--- Input data Enclosed Below ---
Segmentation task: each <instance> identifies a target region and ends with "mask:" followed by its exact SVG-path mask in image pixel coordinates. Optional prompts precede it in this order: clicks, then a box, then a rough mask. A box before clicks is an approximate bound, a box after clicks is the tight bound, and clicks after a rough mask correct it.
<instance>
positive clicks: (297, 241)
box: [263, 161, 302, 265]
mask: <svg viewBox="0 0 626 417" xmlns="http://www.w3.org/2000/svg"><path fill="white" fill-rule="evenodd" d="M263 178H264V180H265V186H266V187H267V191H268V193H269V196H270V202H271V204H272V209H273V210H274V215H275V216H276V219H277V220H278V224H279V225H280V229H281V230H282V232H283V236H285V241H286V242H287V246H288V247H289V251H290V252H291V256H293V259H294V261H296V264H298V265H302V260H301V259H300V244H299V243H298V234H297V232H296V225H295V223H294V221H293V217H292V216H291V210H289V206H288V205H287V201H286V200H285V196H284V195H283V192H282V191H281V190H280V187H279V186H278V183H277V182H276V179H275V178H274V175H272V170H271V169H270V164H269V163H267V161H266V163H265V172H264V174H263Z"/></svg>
--- End of Enclosed Input data ---
• _The problem_: Search the records above for the string "clicks". Report each line that has it.

• _Task response_:
Segmentation task: each <instance> identifies a target region and ends with "mask:" followed by its exact SVG-path mask in image pixel coordinates. Optional prompts precede it in this order: clicks, then a box, then a rough mask. A box before clicks is an approximate bound, a box after clicks is the tight bound, and clicks after a rough mask correct it.
positive clicks: (297, 241)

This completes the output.